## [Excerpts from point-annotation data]
┄┄┄┄┄┄┄┄┄┄┄┄┄┄┄┄┄┄┄┄
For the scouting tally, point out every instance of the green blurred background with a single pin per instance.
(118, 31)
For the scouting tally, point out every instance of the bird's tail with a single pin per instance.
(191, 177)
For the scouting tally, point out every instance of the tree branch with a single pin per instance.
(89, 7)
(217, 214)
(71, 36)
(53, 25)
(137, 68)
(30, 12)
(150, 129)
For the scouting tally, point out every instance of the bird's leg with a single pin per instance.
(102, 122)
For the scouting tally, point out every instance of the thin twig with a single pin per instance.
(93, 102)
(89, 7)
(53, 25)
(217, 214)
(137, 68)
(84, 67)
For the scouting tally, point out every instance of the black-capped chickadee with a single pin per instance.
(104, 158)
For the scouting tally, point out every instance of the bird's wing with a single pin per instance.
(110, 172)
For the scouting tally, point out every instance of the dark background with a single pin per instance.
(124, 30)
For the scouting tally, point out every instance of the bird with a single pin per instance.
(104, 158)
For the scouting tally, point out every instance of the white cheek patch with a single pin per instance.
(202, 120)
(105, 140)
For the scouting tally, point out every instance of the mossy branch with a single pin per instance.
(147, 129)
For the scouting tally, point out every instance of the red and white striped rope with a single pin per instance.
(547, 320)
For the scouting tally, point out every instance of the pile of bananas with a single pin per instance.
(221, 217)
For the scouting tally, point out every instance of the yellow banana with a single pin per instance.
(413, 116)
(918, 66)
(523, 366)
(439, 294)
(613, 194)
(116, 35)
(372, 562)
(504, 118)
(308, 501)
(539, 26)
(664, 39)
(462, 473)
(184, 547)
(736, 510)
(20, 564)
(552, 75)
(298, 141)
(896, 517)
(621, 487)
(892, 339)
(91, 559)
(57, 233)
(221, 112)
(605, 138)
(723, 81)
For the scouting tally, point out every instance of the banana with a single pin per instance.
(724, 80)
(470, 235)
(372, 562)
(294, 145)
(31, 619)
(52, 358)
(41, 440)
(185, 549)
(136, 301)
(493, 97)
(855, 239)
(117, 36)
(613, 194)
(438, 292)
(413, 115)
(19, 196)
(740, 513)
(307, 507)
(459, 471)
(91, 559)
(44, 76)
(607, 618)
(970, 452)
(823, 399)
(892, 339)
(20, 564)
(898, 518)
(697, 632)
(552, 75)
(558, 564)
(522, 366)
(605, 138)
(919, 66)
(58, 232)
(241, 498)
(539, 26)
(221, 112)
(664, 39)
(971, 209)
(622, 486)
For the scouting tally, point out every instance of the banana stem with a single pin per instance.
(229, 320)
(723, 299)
┄┄┄┄┄┄┄┄┄┄┄┄┄┄┄┄┄┄┄┄
## [Goal of the exercise]
Rewrite the lines above, substituting "field survey" for each occurrence of "scouting tally" and leaving everything else unchanged.

## [Full response]
For the field survey, point out every instance of the green blurred background with a single pin per instance.
(118, 31)
For the field survey, point out every instance of the bird's tail with a single pin per instance.
(191, 177)
For the field survey, point out every instance of the tree branch with a single pin per instance.
(89, 7)
(217, 214)
(71, 36)
(53, 25)
(137, 68)
(30, 12)
(150, 129)
For the field survey, point out every instance of the bird's leg with a single pin per instance.
(102, 122)
For the field survey, point out every instance of the thin twig with a single pin per instance.
(93, 102)
(89, 7)
(53, 25)
(217, 214)
(137, 68)
(84, 67)
For the field survey, point out every instance of the black-capped chickadee with a single pin per instance.
(104, 158)
For the field survey, point out every instance of the bird's wing with a single pin per instance.
(110, 172)
For the field survey, point out every instance of the dark background with a single pin per instance.
(124, 30)
For the field survey, point out every instance of the bird with a single pin per instance.
(104, 158)
For the field survey, point out every instance of the white cheek patch with a single pin per instance.
(202, 120)
(105, 140)
For the field survey, point out every instance of the mossy branch with a single pin per instance.
(147, 129)
For the field survey, point out every instance of the red and white striped rope with a single pin per instance.
(547, 320)
For the field survey, point out every instance of the pile of bananas with a single pin per instance.
(221, 217)
For the field survey, point out every instance of the yellow banana with a single pin per instance.
(413, 116)
(918, 66)
(523, 366)
(439, 294)
(613, 194)
(116, 35)
(372, 562)
(504, 118)
(308, 501)
(539, 26)
(664, 39)
(462, 473)
(184, 547)
(736, 510)
(20, 564)
(552, 75)
(298, 141)
(896, 517)
(621, 487)
(892, 339)
(91, 559)
(57, 233)
(221, 112)
(605, 138)
(723, 81)
For the field survey, point out every instance of the banana with a single pin per instance.
(724, 80)
(470, 235)
(372, 562)
(294, 145)
(31, 619)
(52, 358)
(41, 440)
(185, 549)
(136, 301)
(493, 97)
(855, 239)
(117, 36)
(613, 194)
(438, 292)
(413, 115)
(19, 196)
(740, 513)
(307, 507)
(459, 471)
(91, 559)
(44, 76)
(607, 618)
(970, 452)
(823, 399)
(892, 339)
(20, 564)
(898, 518)
(697, 632)
(552, 75)
(558, 564)
(522, 366)
(605, 138)
(919, 66)
(58, 232)
(241, 498)
(539, 26)
(221, 112)
(664, 39)
(971, 209)
(622, 486)
For the field survey, point out every instance of the banana stem with a single pin per instance.
(229, 320)
(723, 299)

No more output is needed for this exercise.